- **Written request**: Turn the lines starting at the one containing "Point to the black dog's open" and ending at the one containing "x=105, y=212" into a numbered list, leaving out any blank lines.
---
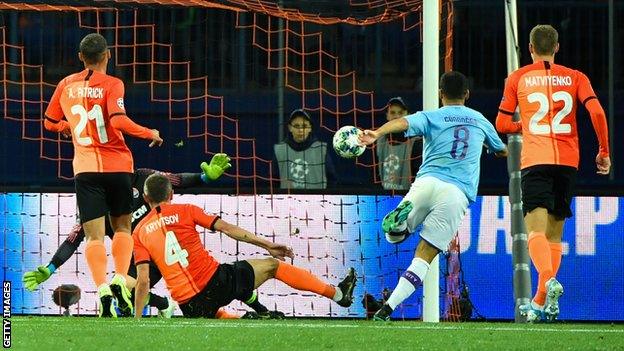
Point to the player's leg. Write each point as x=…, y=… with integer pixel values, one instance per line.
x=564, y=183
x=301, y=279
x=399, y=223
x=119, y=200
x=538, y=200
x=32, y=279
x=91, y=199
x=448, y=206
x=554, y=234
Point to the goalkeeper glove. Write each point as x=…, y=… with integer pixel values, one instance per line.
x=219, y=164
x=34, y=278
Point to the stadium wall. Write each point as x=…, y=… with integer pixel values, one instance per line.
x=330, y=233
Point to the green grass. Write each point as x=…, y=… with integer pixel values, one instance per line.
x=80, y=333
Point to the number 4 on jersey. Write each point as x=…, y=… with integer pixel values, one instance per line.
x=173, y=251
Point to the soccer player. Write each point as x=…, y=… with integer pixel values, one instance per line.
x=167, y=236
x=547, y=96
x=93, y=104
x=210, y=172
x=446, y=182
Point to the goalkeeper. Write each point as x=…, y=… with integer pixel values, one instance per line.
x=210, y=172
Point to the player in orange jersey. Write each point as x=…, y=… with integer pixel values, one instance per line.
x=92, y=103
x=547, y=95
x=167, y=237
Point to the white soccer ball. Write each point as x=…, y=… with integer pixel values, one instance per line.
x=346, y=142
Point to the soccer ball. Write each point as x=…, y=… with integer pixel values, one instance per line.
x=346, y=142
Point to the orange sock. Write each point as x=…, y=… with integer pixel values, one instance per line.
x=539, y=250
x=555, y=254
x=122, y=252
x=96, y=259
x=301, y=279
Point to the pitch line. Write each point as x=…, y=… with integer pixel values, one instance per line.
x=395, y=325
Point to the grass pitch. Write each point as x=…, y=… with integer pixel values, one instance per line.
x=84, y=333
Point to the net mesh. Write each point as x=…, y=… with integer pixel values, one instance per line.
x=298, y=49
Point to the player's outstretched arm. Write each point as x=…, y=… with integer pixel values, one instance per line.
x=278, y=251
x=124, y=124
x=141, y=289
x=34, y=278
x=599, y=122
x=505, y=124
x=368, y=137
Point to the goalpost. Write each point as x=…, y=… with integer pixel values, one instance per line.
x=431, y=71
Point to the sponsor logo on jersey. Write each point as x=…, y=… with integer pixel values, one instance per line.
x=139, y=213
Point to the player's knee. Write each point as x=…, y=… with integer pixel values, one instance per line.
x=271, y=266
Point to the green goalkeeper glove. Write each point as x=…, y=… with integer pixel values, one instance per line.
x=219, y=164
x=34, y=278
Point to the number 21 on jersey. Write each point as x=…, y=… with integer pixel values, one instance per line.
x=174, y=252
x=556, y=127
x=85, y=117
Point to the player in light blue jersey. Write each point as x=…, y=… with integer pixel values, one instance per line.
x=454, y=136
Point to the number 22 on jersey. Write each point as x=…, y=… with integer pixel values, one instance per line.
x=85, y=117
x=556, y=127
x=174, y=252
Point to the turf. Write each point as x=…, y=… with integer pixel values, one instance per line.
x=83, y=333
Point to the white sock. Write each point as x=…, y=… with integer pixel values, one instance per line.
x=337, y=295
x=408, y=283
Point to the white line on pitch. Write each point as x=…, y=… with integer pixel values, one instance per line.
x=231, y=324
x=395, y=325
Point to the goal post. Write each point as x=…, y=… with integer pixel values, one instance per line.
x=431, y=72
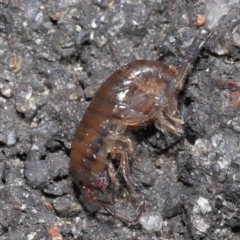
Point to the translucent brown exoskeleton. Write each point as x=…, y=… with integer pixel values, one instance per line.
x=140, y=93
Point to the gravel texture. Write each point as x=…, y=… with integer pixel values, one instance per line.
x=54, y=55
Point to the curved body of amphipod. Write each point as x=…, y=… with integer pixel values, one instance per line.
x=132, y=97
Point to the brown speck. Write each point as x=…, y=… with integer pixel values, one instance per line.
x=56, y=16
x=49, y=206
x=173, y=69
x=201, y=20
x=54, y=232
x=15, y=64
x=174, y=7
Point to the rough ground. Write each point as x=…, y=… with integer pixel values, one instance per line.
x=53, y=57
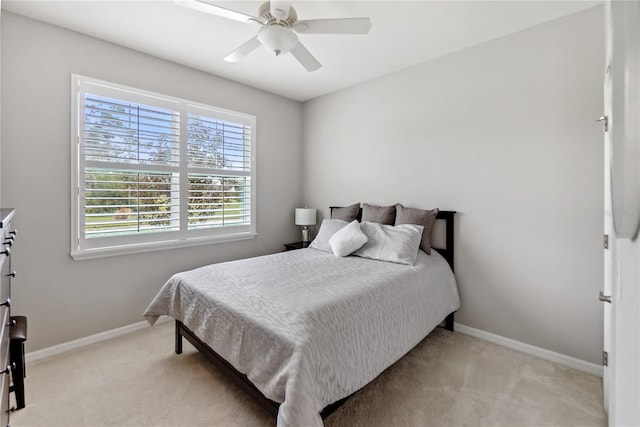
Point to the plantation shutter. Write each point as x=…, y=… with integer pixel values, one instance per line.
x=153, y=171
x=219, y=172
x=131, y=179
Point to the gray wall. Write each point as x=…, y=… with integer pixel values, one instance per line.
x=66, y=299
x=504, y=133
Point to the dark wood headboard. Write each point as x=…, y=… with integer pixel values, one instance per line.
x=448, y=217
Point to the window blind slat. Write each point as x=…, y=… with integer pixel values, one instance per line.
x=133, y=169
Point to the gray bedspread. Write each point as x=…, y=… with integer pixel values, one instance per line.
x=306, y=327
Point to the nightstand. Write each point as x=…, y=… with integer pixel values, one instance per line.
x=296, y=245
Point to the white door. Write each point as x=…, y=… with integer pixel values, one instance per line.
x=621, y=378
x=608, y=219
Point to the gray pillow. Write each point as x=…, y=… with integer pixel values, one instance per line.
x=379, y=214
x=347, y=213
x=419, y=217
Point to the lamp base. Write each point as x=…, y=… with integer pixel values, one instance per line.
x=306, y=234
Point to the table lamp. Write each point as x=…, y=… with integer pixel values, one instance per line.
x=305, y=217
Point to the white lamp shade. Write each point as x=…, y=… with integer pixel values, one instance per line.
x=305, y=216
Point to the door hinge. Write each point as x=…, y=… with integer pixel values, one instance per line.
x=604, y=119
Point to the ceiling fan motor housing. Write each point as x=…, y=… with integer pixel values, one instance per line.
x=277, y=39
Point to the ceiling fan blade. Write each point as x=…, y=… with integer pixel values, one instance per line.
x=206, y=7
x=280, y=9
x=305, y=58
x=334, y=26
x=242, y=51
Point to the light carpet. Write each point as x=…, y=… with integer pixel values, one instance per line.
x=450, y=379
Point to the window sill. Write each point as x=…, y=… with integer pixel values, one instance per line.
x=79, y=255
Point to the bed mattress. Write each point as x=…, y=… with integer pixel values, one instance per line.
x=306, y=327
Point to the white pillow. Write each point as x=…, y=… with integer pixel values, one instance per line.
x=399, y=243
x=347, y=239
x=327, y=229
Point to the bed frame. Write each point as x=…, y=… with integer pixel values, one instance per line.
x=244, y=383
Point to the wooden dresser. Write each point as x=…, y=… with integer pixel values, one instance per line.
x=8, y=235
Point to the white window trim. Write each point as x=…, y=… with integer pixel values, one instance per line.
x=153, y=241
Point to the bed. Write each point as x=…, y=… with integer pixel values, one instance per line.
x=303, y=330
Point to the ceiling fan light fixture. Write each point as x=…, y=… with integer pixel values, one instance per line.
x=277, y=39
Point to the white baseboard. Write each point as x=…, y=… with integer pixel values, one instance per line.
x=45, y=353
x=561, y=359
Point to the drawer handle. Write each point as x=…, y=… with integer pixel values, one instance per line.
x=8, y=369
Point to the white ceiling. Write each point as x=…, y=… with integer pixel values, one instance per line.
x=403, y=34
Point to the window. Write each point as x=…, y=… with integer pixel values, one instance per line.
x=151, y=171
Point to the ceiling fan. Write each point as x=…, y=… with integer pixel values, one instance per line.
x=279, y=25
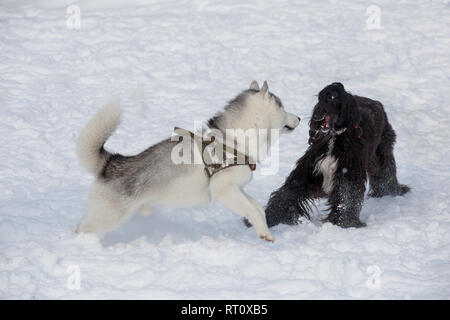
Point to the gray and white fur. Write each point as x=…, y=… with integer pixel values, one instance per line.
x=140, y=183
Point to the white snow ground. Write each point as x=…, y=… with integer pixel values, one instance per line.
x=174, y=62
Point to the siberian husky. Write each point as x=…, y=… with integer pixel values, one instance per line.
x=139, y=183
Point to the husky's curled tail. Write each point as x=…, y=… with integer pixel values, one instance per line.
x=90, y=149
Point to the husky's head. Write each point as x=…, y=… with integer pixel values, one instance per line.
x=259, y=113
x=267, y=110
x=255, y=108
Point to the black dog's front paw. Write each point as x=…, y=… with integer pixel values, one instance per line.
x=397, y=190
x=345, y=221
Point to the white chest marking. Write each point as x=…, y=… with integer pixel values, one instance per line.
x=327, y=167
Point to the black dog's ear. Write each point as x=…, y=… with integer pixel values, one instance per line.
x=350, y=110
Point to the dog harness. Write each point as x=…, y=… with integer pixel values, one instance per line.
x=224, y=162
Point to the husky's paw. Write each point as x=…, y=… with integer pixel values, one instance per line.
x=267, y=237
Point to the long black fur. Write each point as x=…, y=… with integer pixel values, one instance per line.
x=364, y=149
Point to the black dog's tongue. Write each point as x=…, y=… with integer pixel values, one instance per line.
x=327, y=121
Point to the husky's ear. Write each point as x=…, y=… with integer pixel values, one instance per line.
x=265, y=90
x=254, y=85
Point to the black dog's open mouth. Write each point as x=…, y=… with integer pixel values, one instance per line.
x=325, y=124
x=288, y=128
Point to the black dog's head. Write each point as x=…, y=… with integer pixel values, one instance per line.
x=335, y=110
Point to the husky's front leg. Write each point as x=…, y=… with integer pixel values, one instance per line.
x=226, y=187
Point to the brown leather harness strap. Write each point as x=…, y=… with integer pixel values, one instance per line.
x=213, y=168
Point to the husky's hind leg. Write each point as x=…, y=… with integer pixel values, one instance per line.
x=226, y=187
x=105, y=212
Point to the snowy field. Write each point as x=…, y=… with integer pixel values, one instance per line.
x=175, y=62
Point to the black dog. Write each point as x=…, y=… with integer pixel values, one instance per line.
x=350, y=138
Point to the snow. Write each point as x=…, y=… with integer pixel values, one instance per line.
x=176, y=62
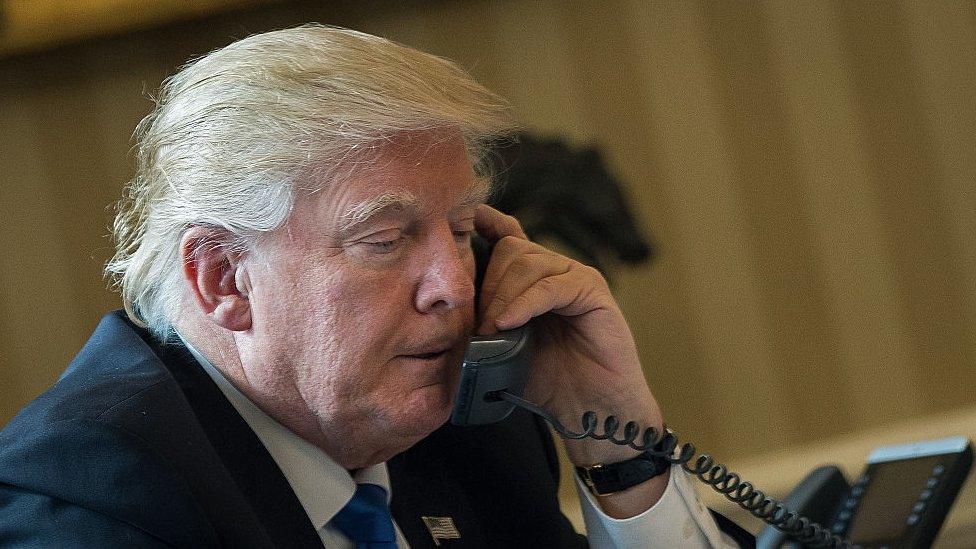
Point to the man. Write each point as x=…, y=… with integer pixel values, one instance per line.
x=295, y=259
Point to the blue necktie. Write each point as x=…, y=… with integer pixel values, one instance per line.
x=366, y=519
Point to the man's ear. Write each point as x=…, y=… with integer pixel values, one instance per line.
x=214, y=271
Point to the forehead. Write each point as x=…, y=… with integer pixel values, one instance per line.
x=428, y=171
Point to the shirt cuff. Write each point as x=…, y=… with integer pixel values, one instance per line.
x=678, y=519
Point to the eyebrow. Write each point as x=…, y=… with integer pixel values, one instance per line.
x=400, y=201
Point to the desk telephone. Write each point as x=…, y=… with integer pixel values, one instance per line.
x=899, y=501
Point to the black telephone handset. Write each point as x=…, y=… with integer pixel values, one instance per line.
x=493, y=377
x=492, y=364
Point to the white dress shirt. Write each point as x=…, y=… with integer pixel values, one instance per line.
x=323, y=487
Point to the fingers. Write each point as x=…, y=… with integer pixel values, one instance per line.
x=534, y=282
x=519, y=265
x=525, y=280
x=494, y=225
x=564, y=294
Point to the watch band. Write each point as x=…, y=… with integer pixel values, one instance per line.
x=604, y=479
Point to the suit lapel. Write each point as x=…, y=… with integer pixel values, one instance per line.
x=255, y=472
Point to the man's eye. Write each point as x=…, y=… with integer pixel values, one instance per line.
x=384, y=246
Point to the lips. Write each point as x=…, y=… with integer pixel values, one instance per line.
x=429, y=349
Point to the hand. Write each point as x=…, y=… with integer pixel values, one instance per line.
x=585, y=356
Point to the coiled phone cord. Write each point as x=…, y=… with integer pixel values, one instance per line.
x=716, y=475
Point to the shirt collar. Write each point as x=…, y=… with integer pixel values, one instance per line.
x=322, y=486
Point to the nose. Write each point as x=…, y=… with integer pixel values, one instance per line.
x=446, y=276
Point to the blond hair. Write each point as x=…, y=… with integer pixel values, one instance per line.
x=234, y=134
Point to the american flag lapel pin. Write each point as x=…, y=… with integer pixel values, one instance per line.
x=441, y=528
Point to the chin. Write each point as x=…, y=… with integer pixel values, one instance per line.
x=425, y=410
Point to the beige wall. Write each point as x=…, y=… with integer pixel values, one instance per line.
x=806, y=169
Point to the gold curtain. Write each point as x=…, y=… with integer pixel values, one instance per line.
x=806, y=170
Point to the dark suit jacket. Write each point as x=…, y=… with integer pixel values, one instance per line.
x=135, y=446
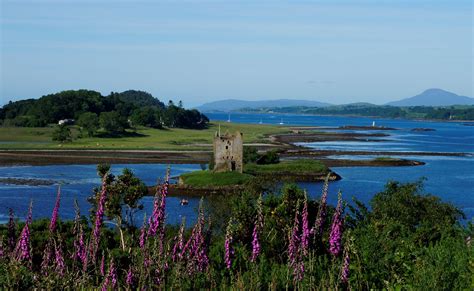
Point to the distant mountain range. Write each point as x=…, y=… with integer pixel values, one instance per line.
---
- **Answer**:
1. Point to the black dog's open mouth. Write each point as x=…, y=… with integer pixel values, one instance per line.
2. x=325, y=124
3. x=288, y=128
4. Point to the black dog's head. Write each point as x=…, y=… with integer pixel values, one instance per line.
5. x=335, y=110
6. Point to the husky's front leg. Write each point as x=…, y=… with integer pixel values, one instance per line.
7. x=226, y=187
8. Point to the brown leather harness strap. Write each point as x=…, y=… with integer pixel values, one instance per line.
9. x=213, y=168
10. Point to the husky's hind leg. Write each point as x=…, y=… with integer pixel values, one instance per line.
11. x=226, y=187
12. x=105, y=212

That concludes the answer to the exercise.